Please output the listing exactly as it stands, but omit any images.

Segment Start: Data provided

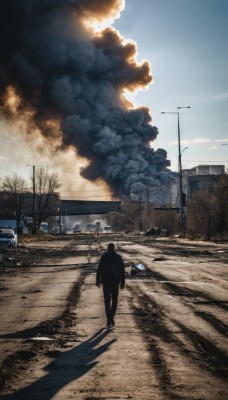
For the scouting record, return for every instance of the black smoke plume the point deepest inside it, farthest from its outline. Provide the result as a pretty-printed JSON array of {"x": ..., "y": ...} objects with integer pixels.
[{"x": 64, "y": 71}]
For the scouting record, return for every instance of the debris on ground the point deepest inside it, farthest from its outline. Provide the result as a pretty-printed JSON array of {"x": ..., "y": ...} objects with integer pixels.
[{"x": 137, "y": 269}]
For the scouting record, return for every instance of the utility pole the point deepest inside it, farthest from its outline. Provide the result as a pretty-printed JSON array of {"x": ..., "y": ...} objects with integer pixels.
[
  {"x": 182, "y": 222},
  {"x": 34, "y": 196},
  {"x": 148, "y": 208}
]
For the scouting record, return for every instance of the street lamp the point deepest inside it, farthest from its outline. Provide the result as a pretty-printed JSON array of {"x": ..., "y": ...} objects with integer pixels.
[{"x": 180, "y": 166}]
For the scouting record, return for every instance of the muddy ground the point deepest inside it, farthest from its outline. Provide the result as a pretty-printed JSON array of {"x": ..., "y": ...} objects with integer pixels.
[{"x": 170, "y": 338}]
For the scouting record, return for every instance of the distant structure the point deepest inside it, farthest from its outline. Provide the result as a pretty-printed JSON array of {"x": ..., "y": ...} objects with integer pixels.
[
  {"x": 84, "y": 207},
  {"x": 202, "y": 177}
]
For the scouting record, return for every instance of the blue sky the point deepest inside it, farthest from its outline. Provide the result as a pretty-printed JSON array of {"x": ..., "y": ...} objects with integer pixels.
[{"x": 186, "y": 43}]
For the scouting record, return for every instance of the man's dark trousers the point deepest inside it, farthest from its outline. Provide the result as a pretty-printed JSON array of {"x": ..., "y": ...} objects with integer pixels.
[{"x": 110, "y": 298}]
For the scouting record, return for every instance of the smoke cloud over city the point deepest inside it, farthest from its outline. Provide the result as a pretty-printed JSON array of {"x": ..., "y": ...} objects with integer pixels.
[{"x": 68, "y": 80}]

Segment End: Data provided

→ Result for this task
For the scouting record, return for every instance of the black smoke plume the point deepest inside it, farthest from its outline. Provide the result as a pretty-printed JSON array of {"x": ..., "y": ...} objects with integer pixels.
[{"x": 64, "y": 71}]
For the scouting record, return for every instance of the debris on ground the point deepest inside it, farthest from its outline. Provide the result as a pretty-printed JSON array of {"x": ..., "y": ...} objects with integer pixels.
[{"x": 137, "y": 269}]
For the scouting record, return for every instance of the utility pole the point deepest inside it, farthest from its outline. Provide the result as a pretty-printed JSON array of {"x": ..., "y": ...} objects with integer pixels.
[
  {"x": 182, "y": 222},
  {"x": 34, "y": 196},
  {"x": 148, "y": 208}
]
For the scouting record, return for every instance of the street lamp the point deepest inside it, farthest from its outline. Provide the result as a pretty-printed JSON array of {"x": ..., "y": ...} objects with integer pixels.
[{"x": 180, "y": 166}]
For the scouting record, return for every instance of the muddy ground the point deepest inside it, farthest from its outline. Provide the result as a pretty-printed JSON array of {"x": ..., "y": ...} objects with integer pixels.
[{"x": 170, "y": 338}]
For the scouting record, return for every instance of the distant structure the point deepest inside it, farthest from its outline. Provide the result as a pretty-printed JSON array of {"x": ..., "y": ...} objects with integer pixels.
[
  {"x": 84, "y": 207},
  {"x": 202, "y": 177}
]
For the scouting record, return for every instance of the blue sky the point deepest inside it, farthest from its outline. Provide the result as a pretty-printed JSON array of {"x": ..., "y": ...} objects with integer pixels.
[{"x": 186, "y": 43}]
For the scouting record, return for every instance of the man's dark trousers the point deepest inside it, farthest from its outline. Provide the result as a pretty-printed JSON array of {"x": ..., "y": ...} objects with integer pixels.
[{"x": 110, "y": 298}]
For the scouting record, return for every instance of the smoke cloud over city the point deepest inside it, farthest from its outline. Provide the result as a pretty-printed JSON array of {"x": ..., "y": ...} objects with integer pixels.
[{"x": 68, "y": 80}]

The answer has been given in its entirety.